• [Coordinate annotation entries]

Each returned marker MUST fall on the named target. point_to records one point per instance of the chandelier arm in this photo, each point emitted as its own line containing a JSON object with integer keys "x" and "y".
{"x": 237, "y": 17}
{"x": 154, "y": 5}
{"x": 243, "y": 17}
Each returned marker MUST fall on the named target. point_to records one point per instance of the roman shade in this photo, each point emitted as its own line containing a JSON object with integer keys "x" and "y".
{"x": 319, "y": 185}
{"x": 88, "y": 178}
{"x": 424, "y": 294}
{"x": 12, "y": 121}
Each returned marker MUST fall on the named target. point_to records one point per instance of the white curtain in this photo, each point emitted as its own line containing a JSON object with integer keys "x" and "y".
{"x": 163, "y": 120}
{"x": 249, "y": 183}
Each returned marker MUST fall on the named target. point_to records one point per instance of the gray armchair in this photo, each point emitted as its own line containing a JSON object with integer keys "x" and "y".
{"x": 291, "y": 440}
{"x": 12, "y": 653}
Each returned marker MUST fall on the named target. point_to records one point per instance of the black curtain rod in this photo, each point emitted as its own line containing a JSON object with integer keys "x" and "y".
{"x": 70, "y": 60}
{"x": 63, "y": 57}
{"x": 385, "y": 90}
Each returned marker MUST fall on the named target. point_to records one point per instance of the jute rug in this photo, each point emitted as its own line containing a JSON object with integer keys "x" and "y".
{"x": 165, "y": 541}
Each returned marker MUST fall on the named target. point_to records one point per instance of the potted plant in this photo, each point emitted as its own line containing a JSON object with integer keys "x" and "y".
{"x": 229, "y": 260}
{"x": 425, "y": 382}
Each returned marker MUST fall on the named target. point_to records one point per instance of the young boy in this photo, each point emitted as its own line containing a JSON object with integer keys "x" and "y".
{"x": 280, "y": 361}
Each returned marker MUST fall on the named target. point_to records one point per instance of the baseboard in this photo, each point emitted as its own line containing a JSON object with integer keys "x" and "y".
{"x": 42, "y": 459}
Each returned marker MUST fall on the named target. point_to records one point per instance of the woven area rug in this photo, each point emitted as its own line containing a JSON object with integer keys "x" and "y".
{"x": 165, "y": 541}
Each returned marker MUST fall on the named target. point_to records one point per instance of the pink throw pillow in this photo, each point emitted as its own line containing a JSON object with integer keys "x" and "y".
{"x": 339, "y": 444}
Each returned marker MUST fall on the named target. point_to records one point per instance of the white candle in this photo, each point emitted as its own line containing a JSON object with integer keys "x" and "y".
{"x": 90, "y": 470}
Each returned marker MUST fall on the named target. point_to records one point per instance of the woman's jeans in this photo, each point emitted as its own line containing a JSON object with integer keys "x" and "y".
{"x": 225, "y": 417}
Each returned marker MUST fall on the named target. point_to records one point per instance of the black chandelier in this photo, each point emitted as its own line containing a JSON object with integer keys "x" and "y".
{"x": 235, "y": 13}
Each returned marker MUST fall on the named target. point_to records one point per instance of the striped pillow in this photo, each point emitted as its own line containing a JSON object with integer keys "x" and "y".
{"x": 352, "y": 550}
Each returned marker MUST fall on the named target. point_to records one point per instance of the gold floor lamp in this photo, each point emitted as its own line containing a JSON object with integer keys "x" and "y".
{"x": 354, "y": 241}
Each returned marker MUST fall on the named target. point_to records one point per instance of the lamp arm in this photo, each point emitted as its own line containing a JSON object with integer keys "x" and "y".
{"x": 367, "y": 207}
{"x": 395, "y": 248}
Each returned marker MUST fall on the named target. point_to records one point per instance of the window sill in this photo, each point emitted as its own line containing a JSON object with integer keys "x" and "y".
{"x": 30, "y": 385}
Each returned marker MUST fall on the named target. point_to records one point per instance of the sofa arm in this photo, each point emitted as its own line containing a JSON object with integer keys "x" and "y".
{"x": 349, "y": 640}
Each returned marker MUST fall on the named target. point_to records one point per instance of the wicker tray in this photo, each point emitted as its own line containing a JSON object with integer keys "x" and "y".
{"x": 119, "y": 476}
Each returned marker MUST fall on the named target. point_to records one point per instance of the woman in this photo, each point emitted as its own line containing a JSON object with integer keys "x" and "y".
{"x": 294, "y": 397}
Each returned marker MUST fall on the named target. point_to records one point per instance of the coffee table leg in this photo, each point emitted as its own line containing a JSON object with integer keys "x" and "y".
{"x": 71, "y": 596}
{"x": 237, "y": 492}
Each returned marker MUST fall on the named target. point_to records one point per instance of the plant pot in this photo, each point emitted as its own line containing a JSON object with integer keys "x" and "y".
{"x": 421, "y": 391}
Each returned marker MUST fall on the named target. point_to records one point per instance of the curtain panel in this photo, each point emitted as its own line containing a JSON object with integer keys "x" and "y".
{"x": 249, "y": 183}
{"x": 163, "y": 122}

• [Given exercise] Can you recast every line above as a JSON list of strings, with one string per line and any blank lines skipped?

• [Task response]
[
  "Each returned marker MUST fall on the named target. point_to records one point per instance of the chandelier arm in this photo, each point emitted as its own line containing a JSON object with integer keys \"x\" and \"y\".",
  "{\"x\": 237, \"y\": 17}",
  "{\"x\": 154, \"y\": 5}",
  "{\"x\": 243, \"y\": 17}",
  "Each returned marker MUST fall on the named target. point_to records one point per instance of the roman shade in this photo, each point emitted as its own line containing a JSON object with integer keys \"x\" and \"y\".",
  "{\"x\": 319, \"y\": 185}",
  "{\"x\": 88, \"y\": 178}",
  "{\"x\": 424, \"y\": 294}",
  "{\"x\": 12, \"y\": 121}",
  "Each returned marker MUST fall on the named target. point_to records one point per instance of the white curtain in this photo, each point emitted as its own line containing a JSON object with integer keys \"x\" and \"y\".",
  "{\"x\": 163, \"y\": 120}",
  "{\"x\": 249, \"y\": 183}",
  "Each returned marker MUST fall on the named target. point_to records one point per instance of the gray armchair in this photo, each point emitted as its own line containing a JSON object with integer keys \"x\" and \"y\".",
  "{\"x\": 291, \"y\": 440}",
  "{\"x\": 12, \"y\": 653}",
  "Each returned marker MUST fall on the named target. point_to records one point per instance of the black curtain rod in this photo, each point emitted as its own line containing a JSON object with integer keys \"x\" and \"y\".",
  "{\"x\": 70, \"y\": 60}",
  "{\"x\": 63, \"y\": 57}",
  "{\"x\": 385, \"y\": 90}",
  "Each returned marker MUST fall on the named target. point_to records one point per instance of the jute rug in this photo, each point emitted as its own line containing a JSON object with integer keys \"x\" and \"y\".",
  "{\"x\": 165, \"y\": 541}",
  "Each returned marker MUST fall on the named target. point_to records one point per instance of the potted plant in this photo, each point emitted as its own line containing a JSON object with integer keys \"x\" and \"y\".",
  "{\"x\": 229, \"y\": 260}",
  "{\"x\": 425, \"y\": 382}",
  "Each returned marker MUST fall on the named target. point_to records one point per instance of the young boy in this photo, each point emitted as its own line containing a JSON object with integer keys \"x\" and \"y\".",
  "{\"x\": 280, \"y\": 361}",
  "Each returned marker MUST fall on the named target. point_to records one point per instance of the baseboard in this photo, each point emitted as its own line containing a JSON object with integer keys \"x\" and \"y\".",
  "{\"x\": 42, \"y\": 459}",
  "Each returned marker MUST fall on the named target. point_to records one point per instance of the woven area rug in this photo, each point emitted as its own line containing a JSON object with integer keys \"x\" and \"y\".",
  "{\"x\": 165, \"y\": 541}",
  "Each returned marker MUST fall on the named target. point_to records one point per instance of the pink throw pillow in this photo, each point emitted as its own line containing a JSON object with integer keys \"x\" and \"y\".",
  "{\"x\": 339, \"y\": 444}",
  "Each returned marker MUST fall on the named target. point_to records one point per instance of the white candle in this photo, each point emitted as its own line containing a JSON object with integer keys \"x\" and \"y\".",
  "{\"x\": 90, \"y\": 470}",
  "Each returned marker MUST fall on the named target. point_to records one point per instance of the woman's jeans in this photo, each point emitted as its own line containing a JSON object with integer keys \"x\" and \"y\".",
  "{\"x\": 225, \"y\": 417}",
  "Each returned marker MUST fall on the named target. point_to records one point per instance of the black chandelier in this photo, each point emitted as its own line containing a JSON object with integer keys \"x\" and \"y\".",
  "{\"x\": 235, \"y\": 13}",
  "Each returned marker MUST fall on the named target. point_to records one point per instance of the striped pillow in this photo, each point emitted as its own line containing a JSON object with integer keys \"x\" and \"y\".",
  "{\"x\": 352, \"y\": 550}",
  "Each returned marker MUST fall on the named target. point_to records one point per instance of the gold floor lamp in this photo, each point emitted as its own line containing a JSON object with integer keys \"x\" and \"y\".",
  "{\"x\": 354, \"y\": 241}",
  "Each returned marker MUST fall on the named target. point_to records one point per instance of the lamp arm in this photo, each point emitted as its own line containing a JSON object with integer keys \"x\" and \"y\".",
  "{\"x\": 367, \"y\": 207}",
  "{\"x\": 395, \"y\": 248}",
  "Each returned marker MUST fall on the named target. point_to records one point per instance of the window sill in this photo, each point emitted as its own line containing a JSON object with integer keys \"x\" and \"y\".",
  "{\"x\": 30, \"y\": 385}",
  "Each returned marker MUST fall on the named target. point_to records one point per instance of the sofa arm in this photo, each point emitted as its own line containing a JSON object with integer keys \"x\" and \"y\".",
  "{\"x\": 349, \"y\": 640}",
  "Each returned marker MUST fall on the named target. point_to records one point per instance of the wicker tray in this photo, each point emitted as its own line containing a JSON object with integer keys \"x\" and \"y\".",
  "{\"x\": 119, \"y\": 476}",
  "Each returned marker MUST fall on the named target. point_to records one point per instance of the woman in this photo, each point emitted as its own line containing a JSON object with integer keys \"x\" and \"y\".",
  "{\"x\": 294, \"y\": 397}",
  "Each returned marker MUST fall on the named target. point_to records one point per instance of the coffee table leg in this photo, each point emitted as its own line containing a JSON object with integer keys \"x\" and \"y\".",
  "{\"x\": 71, \"y\": 596}",
  "{\"x\": 237, \"y\": 492}",
  "Each returned marker MUST fall on the named target. point_to records one point per instance of the plant pot in this photo, each point emitted as its own line containing a JSON object with integer keys \"x\" and \"y\".",
  "{\"x\": 421, \"y\": 391}",
  "Each returned marker MUST fall on the named target. point_to records one point per instance of the curtain panel in this photo, each point emitted as its own line containing a JSON object with integer keys \"x\" and \"y\".",
  "{\"x\": 249, \"y\": 183}",
  "{\"x\": 163, \"y\": 122}"
]